Text: Exodus 13:1-3, 11-15 (Colossians 3:12-17)                                              W 1st Sunday after Christmas


 

A Redeemed People


 

          In the name of him called “Jesus” because he saves his people from their sins, dear friends in Christ:  I’d like to begin with a few questions for you to think about – questions regarding your self identity and the way you see yourself in the world.  The questions are these:  Who really are you?  What are you?  I don’t mean what other people would say about you, or how you would explain yourself to them; no, I mean from your own point of view, at the most foundational level, how do you understand yourself in relation to everything and everyone else?  And take it step further here:  what for you is the reference point or center of gravity of your self understanding? What’s the point of origin for the way you see yourself?  If you could name an event in history or something that happened in your life that sort of anchors you and forms the frame of reference for how you see reality and understand your place in it, what would that be?  I want you to chew on those questions a bit, because we’re coming back to them.  But right now, if I were to hazard a guess, I’d say that the answers that you have to those questions would be all over the place and that few of you would say the same things.

 

            But if were to ask any Jewish person – provided he was one of the few who actually believes the Jewish faith and practices it – to answer those questions, I’m almost certain how he would respond. He’d tell me that he was one of God’s chosen people.  And if I pressed him to tell me what single event in the past he considers to be the foundational moment in history for Jews like himself, the event that made them the people they are and defines them even today, I’m pretty sure that the answer would be the giving of the Law by God to his people at Mount Sinai.  For a Jewish person that episode is absolutely central to his or her self understanding.  In their view, what took place at Sinai was the definitive experience for Israel, for there the Lord God came down in a fearful and visible way, and he met with his people, and he gave them his own Word—not just the Ten Commandments, as is often supposed; but so much more than that.  I mean the instructions and teachings that make up the bulk of what are the book of Exodus and the entirety of Leviticus – all those ordinances and decrees that were to shape and form every aspect of the lives of God’s chosen people:  how they were to dress, what they were to eat, what was forbidden to eat, how they were to organize their families and society, whom they could marry, how they were to administer justice, how they were to handle questions of property and possessions and employees, what festivals they were to celebrate and when and how … all that and much more; but especially how they were to live as God’s chosen people and relate to him through the worship practices that the Lord himself prescribed.  In the Jewish mind, it’s all that divine instruction, that Torah as they call it, which makes them who and what they are.  The way they see themselves, they are first and foremost the people of God’s Law or people of the Book – the one people chosen by the Lord above all others to receive and to live according to the Word that he handed down to them from heaven.

> **What you need to do**:
Answer these questions from the sermon "A Redeemed People":
1. Which Sunday is named at the top of the sermon?
2. What event does the preacher expect a practicing Jewish person to name as the foundational moment in history for the Jews?
3. What name does the sermon say Jewish people use for the divine instruction that makes them who they are?
The rows further down are separate material and are not connected to the sermon.

> **Data lines**:
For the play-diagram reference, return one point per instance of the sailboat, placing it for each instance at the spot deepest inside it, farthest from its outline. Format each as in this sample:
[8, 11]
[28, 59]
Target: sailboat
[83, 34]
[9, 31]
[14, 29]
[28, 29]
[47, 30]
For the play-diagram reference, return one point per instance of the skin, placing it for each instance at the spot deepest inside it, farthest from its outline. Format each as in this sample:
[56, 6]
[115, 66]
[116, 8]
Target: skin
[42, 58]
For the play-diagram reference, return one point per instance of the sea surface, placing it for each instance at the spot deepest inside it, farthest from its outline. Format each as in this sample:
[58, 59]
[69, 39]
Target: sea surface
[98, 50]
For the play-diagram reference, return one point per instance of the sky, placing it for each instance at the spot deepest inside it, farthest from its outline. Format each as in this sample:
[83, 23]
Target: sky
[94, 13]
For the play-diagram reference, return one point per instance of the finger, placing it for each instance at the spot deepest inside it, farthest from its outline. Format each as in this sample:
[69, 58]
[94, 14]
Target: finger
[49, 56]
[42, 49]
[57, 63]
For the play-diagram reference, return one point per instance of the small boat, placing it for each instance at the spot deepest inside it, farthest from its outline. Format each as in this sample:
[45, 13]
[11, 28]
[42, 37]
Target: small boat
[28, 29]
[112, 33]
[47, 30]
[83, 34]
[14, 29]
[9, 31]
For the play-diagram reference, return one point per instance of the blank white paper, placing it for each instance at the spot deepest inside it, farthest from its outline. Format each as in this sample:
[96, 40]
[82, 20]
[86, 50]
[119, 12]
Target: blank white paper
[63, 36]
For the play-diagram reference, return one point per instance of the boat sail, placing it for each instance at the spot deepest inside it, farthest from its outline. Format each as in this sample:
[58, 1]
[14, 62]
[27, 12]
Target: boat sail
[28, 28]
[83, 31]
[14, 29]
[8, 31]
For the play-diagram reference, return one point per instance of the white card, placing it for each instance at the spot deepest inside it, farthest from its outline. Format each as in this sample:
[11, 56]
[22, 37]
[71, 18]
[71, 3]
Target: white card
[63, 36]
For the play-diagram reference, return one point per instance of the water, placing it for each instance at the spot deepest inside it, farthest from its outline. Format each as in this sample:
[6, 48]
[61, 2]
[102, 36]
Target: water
==
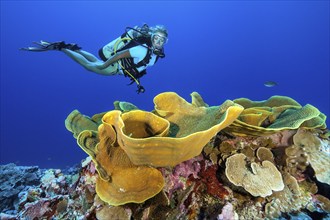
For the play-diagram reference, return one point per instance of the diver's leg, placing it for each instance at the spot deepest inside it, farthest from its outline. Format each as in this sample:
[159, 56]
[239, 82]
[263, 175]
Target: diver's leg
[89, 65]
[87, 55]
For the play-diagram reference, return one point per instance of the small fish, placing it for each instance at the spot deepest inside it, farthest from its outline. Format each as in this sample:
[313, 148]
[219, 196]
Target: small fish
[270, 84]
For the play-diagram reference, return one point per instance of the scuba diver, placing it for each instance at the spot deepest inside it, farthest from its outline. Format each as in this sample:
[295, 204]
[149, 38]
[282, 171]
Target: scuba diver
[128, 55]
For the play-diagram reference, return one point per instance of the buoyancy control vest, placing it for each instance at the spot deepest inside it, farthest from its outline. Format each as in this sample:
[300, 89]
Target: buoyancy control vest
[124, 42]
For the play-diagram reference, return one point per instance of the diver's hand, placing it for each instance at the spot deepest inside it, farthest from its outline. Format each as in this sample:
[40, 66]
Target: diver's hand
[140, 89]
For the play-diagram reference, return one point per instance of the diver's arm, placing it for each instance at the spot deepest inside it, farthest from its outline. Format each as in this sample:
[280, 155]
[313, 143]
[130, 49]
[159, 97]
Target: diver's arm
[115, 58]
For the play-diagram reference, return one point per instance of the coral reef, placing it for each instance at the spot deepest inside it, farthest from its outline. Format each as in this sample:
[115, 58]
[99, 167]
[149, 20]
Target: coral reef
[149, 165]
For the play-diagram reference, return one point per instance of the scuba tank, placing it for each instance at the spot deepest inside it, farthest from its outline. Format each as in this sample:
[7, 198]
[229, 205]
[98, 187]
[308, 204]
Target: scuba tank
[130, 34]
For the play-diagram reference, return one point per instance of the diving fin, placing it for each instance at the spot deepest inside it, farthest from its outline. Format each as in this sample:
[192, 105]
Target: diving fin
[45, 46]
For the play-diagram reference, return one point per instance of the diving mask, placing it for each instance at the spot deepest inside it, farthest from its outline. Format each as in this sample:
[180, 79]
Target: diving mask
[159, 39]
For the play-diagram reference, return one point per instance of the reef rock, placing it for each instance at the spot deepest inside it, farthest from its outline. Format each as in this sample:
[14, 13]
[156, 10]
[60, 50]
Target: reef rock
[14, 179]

> **Reply to the exercise**:
1. The 1st Sunday after Christmas.
2. The giving of the Law by God to his people at Mount Sinai.
3. Torah.